## RECORD EXCERPTS
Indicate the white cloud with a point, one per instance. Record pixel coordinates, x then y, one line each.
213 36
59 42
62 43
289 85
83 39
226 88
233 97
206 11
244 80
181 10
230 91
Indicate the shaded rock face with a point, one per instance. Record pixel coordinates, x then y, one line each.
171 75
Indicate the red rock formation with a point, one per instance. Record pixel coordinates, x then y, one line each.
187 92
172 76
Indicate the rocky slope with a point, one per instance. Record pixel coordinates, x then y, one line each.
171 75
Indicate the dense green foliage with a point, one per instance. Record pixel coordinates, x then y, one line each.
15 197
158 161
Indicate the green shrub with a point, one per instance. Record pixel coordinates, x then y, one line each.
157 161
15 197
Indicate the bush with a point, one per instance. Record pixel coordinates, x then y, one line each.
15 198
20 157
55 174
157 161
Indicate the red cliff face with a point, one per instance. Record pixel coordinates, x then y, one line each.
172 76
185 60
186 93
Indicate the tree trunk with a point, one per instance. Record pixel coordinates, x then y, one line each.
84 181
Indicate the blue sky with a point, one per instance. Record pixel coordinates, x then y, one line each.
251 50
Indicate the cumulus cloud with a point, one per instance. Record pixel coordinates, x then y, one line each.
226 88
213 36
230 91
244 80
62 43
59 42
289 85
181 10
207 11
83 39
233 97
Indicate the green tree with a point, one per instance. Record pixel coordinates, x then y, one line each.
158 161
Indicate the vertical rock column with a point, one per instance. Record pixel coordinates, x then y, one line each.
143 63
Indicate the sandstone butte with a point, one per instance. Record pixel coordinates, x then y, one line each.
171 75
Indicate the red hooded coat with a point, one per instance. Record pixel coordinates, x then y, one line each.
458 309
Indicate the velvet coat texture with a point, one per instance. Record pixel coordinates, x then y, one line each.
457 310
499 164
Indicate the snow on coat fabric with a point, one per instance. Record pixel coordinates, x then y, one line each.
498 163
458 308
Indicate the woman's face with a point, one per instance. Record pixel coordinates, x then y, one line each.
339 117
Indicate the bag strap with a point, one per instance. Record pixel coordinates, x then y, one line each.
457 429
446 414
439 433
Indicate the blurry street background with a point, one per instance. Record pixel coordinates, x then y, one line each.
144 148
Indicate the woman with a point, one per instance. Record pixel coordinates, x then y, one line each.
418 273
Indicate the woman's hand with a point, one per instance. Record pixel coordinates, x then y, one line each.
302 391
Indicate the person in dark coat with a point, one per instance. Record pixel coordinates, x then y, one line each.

## TASK REQUIREMENTS
Output each line of the material above with no deviation.

## OUTPUT FOR THIS EXERCISE
Indicate the white cloud with a point, one per instance. Record pixel coordinates, x then y, one line each.
213 36
59 42
62 43
289 85
83 39
226 88
233 97
206 11
244 80
181 10
230 91
Indicate the shaded rock face with a point, one per instance. Record pixel coordinates, x then y, one line each.
171 75
Indicate the red rock formation with a point, one per instance. Record pixel coordinates, x then y, one line each.
187 92
172 76
Indicate the rocky slope with a point, one per instance. Record pixel coordinates, x then y, one line each.
171 75
Indicate the dense green foliage with a point, one per instance. Record pixel coordinates, x then y, one line each.
15 197
158 161
Indicate the green shrub with a point, one per instance. Record pixel coordinates, x then y, one line each.
157 161
15 197
Indicate the bush with a point, one per instance. Record pixel coordinates, x then y, one line each.
15 198
20 157
55 174
157 161
Indicate the red cliff face with a point, one per instance. Record pixel coordinates, x then y, one line each.
172 76
185 60
186 93
Indicate the tree trunk with a point, one per instance. Record pixel coordinates, x then y, one line each.
84 181
Indicate the blue sky with a point, one per instance. Record pixel coordinates, x then y, one line each.
251 50
Indicate the cumulus cloud with a point, one per instance. Record pixel coordinates, x then y, one line each.
226 88
213 36
230 91
244 80
62 43
59 42
289 85
181 10
207 11
83 39
233 97
Indicate the green tree with a point, one per instance. Record pixel coordinates, x then y, one line each.
158 161
Indicate the vertical rock column with a point, one per instance. Record pixel coordinates, x then y, one line each.
143 63
Indicate the sandstone butte with a point, one per instance. Record pixel coordinates, x then y, one line each.
171 75
Indicate the red hooded coat with a point, one per instance. Record pixel coordinates, x then y, one line each.
458 309
Indicate the velvet coat texture with a point, one per instance. Record pixel coordinates, x then y, one line each.
457 310
499 164
Indicate the snow on coat fabric with a point, one per instance. Record pixel coordinates, x then y, one line each.
498 163
458 308
Indicate the woman's face with a point, one per instance. Record pixel coordinates, x then y, one line each.
339 117
Indicate the bag strap with a point, one per instance. Record pixel coordinates, x then y, one line each.
457 429
446 414
439 433
Indicate the blurry street background with a point, one per instance. Record pixel coordinates, x then y, one line each.
144 148
Indicate the woman with a point, one per instance. Record pixel coordinates, x then y, one line each.
418 273
Indicate the woman's hand with a point, one per instance. Record pixel coordinates, x then y, one line each.
302 391
Indicate the person in dark coat with a point, one per instance. Record pixel coordinates, x then y, one line each.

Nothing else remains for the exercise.